* Aim of the task: Your answer must be one number: the count of lines below that hold the word "each".

* Records for processing:

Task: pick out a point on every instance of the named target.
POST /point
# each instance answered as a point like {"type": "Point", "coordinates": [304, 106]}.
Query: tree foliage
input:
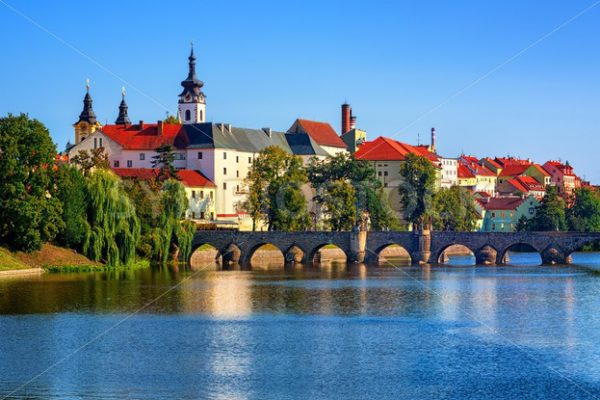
{"type": "Point", "coordinates": [454, 209]}
{"type": "Point", "coordinates": [115, 227]}
{"type": "Point", "coordinates": [274, 183]}
{"type": "Point", "coordinates": [584, 214]}
{"type": "Point", "coordinates": [341, 177]}
{"type": "Point", "coordinates": [29, 214]}
{"type": "Point", "coordinates": [417, 188]}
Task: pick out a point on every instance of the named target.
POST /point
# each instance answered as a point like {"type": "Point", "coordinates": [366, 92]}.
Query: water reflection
{"type": "Point", "coordinates": [325, 331]}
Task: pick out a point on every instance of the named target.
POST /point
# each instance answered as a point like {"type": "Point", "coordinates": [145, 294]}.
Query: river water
{"type": "Point", "coordinates": [519, 332]}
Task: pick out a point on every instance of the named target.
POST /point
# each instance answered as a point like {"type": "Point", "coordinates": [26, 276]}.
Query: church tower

* Exercise solution: 4